===== Текст страницы =====
Не этот ли самый процесс воспитания, иначе — перерождения и вырождения, проделывается в России не над отдельным мужиком, но над целым народом и в течение почти двух веков со времени реформы Петра Великого? Не этому ли процессу обязаны мы современным умственным и нравственным состоянием русского общества, с его путаницей, — общества, в широком смысле этого слова, от первых ступеней до нижних, от правящих сфер включительно до мелочных лавочников? Не здесь ли надо искать разгадку всех наших недугов и зол, начиная от бюрократии и кончая революционным терроризмом, — а ключ этой разгадки не указывается ли нам уже давно в бессмертных творениях наших сатириков, — не торчит ли он на наших глазах всюду, и в самых этих забавных вывесках, нами столько раз помянутых?..
===== Исходные данные =====
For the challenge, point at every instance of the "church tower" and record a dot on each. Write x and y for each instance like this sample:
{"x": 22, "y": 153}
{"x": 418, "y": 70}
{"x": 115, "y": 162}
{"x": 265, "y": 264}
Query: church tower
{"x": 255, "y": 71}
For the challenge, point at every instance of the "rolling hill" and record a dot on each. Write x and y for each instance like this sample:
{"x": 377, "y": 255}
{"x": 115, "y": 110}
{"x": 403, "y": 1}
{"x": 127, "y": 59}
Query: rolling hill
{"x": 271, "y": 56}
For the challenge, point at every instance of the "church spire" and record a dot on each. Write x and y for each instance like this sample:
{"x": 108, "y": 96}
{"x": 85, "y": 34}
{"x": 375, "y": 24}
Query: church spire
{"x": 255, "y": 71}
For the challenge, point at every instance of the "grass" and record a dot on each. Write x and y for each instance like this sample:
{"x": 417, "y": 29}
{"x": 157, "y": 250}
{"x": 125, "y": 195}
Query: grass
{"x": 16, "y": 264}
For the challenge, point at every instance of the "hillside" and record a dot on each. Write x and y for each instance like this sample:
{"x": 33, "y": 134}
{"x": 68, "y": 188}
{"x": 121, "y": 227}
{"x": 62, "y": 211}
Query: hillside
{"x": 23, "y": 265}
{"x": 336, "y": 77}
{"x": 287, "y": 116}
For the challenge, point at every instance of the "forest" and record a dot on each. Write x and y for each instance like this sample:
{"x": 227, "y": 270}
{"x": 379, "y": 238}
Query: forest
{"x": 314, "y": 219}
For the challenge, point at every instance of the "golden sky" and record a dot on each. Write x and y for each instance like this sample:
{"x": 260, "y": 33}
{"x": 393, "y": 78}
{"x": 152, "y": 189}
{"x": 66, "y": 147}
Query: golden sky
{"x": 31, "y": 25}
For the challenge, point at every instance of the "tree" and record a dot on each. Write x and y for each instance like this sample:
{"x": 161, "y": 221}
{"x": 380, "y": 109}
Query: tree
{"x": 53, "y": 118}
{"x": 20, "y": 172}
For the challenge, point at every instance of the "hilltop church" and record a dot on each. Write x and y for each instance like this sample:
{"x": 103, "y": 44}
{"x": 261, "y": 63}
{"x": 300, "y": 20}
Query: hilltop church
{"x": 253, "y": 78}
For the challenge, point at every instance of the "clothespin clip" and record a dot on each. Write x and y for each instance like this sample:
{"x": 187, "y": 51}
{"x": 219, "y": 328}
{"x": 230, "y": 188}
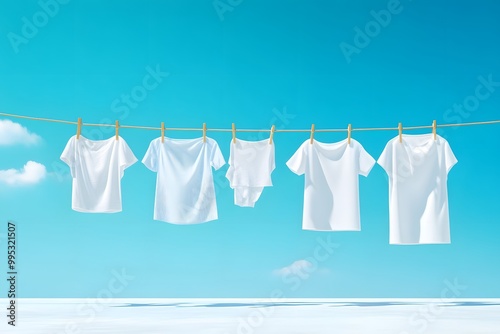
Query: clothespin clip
{"x": 349, "y": 129}
{"x": 400, "y": 128}
{"x": 234, "y": 133}
{"x": 79, "y": 128}
{"x": 273, "y": 128}
{"x": 162, "y": 132}
{"x": 312, "y": 133}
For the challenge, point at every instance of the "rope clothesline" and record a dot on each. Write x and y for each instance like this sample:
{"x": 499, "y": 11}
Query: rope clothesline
{"x": 250, "y": 130}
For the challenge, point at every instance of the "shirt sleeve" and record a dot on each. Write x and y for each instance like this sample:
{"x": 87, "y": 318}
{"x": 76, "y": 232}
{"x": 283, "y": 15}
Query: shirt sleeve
{"x": 366, "y": 162}
{"x": 150, "y": 159}
{"x": 385, "y": 159}
{"x": 273, "y": 158}
{"x": 127, "y": 157}
{"x": 69, "y": 155}
{"x": 297, "y": 163}
{"x": 216, "y": 157}
{"x": 449, "y": 157}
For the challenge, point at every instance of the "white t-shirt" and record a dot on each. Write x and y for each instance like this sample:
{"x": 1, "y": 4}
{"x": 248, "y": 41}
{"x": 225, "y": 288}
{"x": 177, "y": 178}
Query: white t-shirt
{"x": 251, "y": 165}
{"x": 418, "y": 195}
{"x": 185, "y": 192}
{"x": 97, "y": 167}
{"x": 331, "y": 195}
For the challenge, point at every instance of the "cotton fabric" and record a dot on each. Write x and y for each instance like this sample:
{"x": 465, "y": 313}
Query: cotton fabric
{"x": 418, "y": 195}
{"x": 97, "y": 167}
{"x": 185, "y": 192}
{"x": 251, "y": 164}
{"x": 331, "y": 194}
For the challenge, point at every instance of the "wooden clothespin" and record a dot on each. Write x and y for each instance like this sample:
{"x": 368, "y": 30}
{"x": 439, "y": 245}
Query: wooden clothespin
{"x": 162, "y": 132}
{"x": 312, "y": 133}
{"x": 349, "y": 129}
{"x": 400, "y": 128}
{"x": 273, "y": 128}
{"x": 79, "y": 128}
{"x": 234, "y": 133}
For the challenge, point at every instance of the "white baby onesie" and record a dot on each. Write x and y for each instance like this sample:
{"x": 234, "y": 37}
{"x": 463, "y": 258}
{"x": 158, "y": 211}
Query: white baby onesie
{"x": 331, "y": 195}
{"x": 185, "y": 192}
{"x": 251, "y": 164}
{"x": 97, "y": 167}
{"x": 418, "y": 195}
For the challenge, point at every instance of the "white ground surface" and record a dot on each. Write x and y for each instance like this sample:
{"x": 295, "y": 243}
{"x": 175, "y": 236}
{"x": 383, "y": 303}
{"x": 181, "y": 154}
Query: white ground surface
{"x": 251, "y": 316}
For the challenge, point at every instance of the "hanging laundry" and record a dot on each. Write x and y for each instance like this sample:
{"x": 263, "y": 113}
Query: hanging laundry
{"x": 331, "y": 195}
{"x": 97, "y": 167}
{"x": 251, "y": 164}
{"x": 418, "y": 170}
{"x": 185, "y": 192}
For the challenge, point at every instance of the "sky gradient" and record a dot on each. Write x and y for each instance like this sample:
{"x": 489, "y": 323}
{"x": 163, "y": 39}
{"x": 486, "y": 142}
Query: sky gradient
{"x": 254, "y": 63}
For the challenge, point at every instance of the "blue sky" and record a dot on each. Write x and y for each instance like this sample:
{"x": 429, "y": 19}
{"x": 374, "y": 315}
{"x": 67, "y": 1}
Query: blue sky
{"x": 254, "y": 63}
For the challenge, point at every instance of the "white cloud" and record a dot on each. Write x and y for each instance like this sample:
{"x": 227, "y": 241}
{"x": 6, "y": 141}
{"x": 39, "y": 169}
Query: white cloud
{"x": 298, "y": 266}
{"x": 33, "y": 172}
{"x": 14, "y": 133}
{"x": 302, "y": 268}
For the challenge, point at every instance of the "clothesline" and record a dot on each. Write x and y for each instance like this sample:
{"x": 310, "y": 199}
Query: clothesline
{"x": 252, "y": 130}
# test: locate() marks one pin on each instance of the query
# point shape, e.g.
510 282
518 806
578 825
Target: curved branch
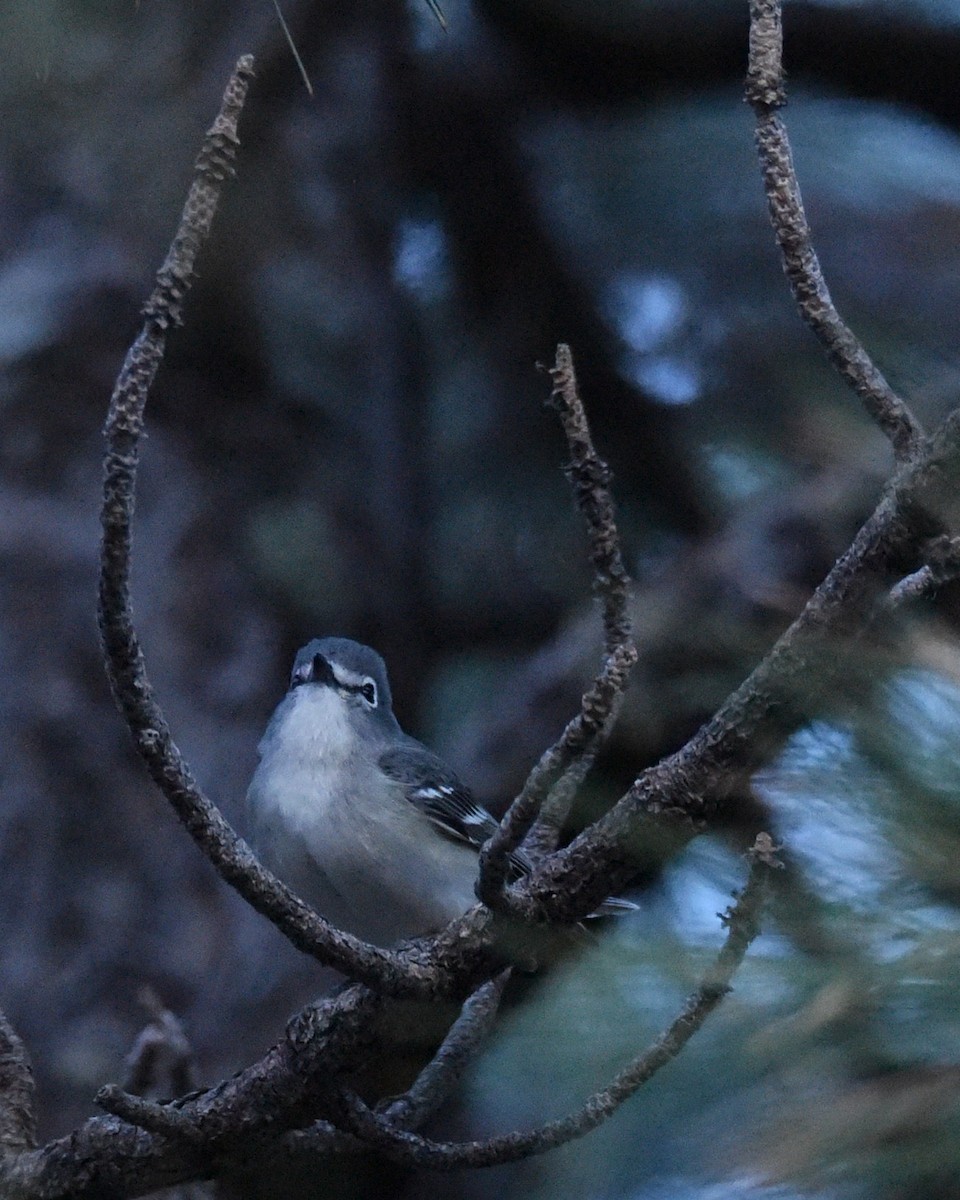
743 925
227 852
569 759
766 95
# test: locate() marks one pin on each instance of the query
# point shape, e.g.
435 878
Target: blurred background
348 437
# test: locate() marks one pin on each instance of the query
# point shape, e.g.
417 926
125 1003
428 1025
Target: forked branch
766 95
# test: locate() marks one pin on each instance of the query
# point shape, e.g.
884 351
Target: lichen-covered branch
126 669
577 738
743 925
461 1045
766 94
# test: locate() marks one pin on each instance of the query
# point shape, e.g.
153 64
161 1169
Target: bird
364 822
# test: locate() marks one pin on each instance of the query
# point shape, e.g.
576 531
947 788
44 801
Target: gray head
355 671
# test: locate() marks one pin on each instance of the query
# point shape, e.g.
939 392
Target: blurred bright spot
419 262
646 309
739 472
667 379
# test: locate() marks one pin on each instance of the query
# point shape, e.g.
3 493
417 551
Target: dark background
348 438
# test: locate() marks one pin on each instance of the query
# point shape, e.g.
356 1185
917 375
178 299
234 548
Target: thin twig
766 95
438 13
292 45
579 737
591 481
942 567
17 1095
743 925
161 1061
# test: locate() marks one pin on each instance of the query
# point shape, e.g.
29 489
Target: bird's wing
439 795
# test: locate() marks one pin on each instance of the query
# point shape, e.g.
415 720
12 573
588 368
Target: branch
17 1095
161 1061
671 802
766 95
108 1157
591 480
132 690
577 738
942 565
459 1049
742 922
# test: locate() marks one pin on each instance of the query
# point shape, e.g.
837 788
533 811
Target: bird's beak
316 670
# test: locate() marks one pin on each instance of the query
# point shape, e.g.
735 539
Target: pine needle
299 61
435 7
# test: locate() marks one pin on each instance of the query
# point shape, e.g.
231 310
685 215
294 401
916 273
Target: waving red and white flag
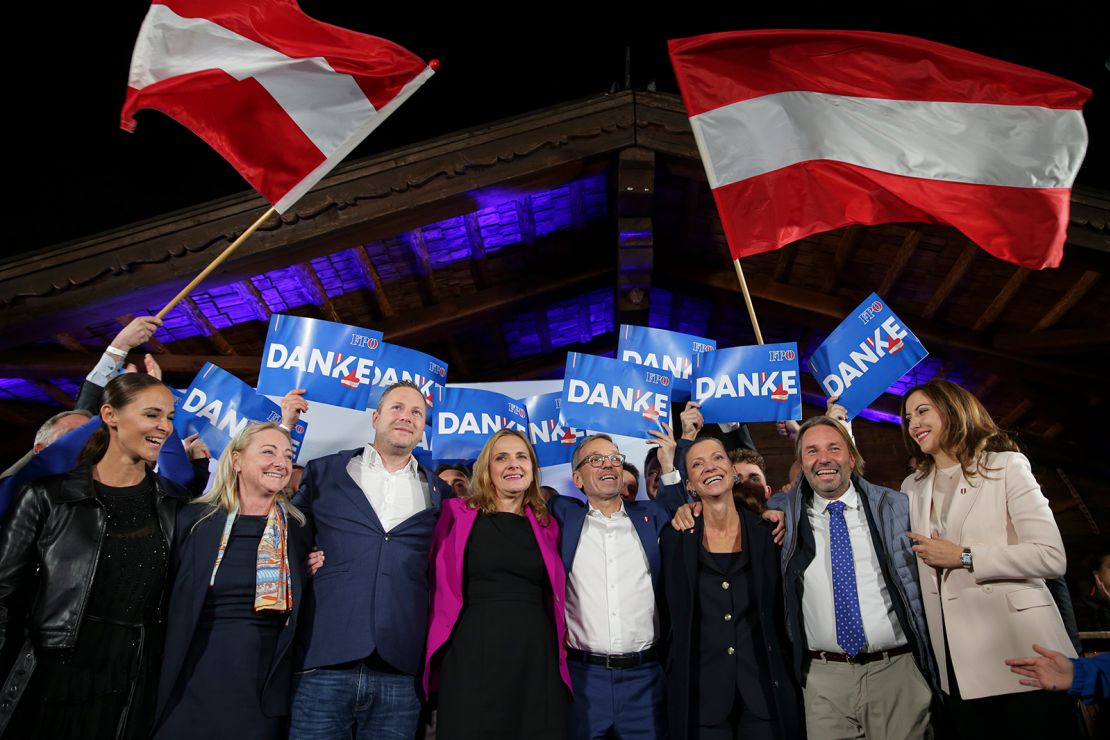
=====
Условие задания ->
Продолжите текст страницы о последствиях петровской реформы для русского общества, начав сразу после его последнего предложения.

Ожидаемый ответ ->
Нам возразят: тут не цивилизация, не просвещение вообще виновато, а ложное просвещение… Да, именно в этом все и дело. Вся беда от ложного просвещения, каковым мы просвещались почти два столетия, просвещаемся и теперь. Нужно только именно признать, что оно было и есть ложно, то есть пошло лживым путем с самого начала, денационализируя русского человека, растлевая, охолащивая его. (Мы разумеем здесь, конечно, не все русское общество, не тех, которые тяжким трудом или талантом высвободились из плена, а большинство просвещаемых). А вот этого-то признания наши западники и не хотят сделать и еще сильнее ратуют за следование путем подражаний и фасадов, отрицают самый принцип духовной самобытности. Мудрено ли однако, что народ, видя себе в перспективе тот последовательный ряд перерождений, который мы выше охарактеризовали во образе русской мадамы, казенного чиновника, бюрократа, социало-демократа, анархиста и террориста, отвращается инстинктивно от нашего просвещения? Мудрено ли, что у умнейшего народа в мире — общество самое пустейшее, самое безнародное, наука — почти бесплодная, и такая страшная скудость духа, скудость творчества в жизни?

Впервые опубликовано: «Русь». 1882. N 39, 25 сентября. С. 1-4.

Иван Сергеевич Аксаков (1823—1886), русский публицист, поэт и общественный деятель.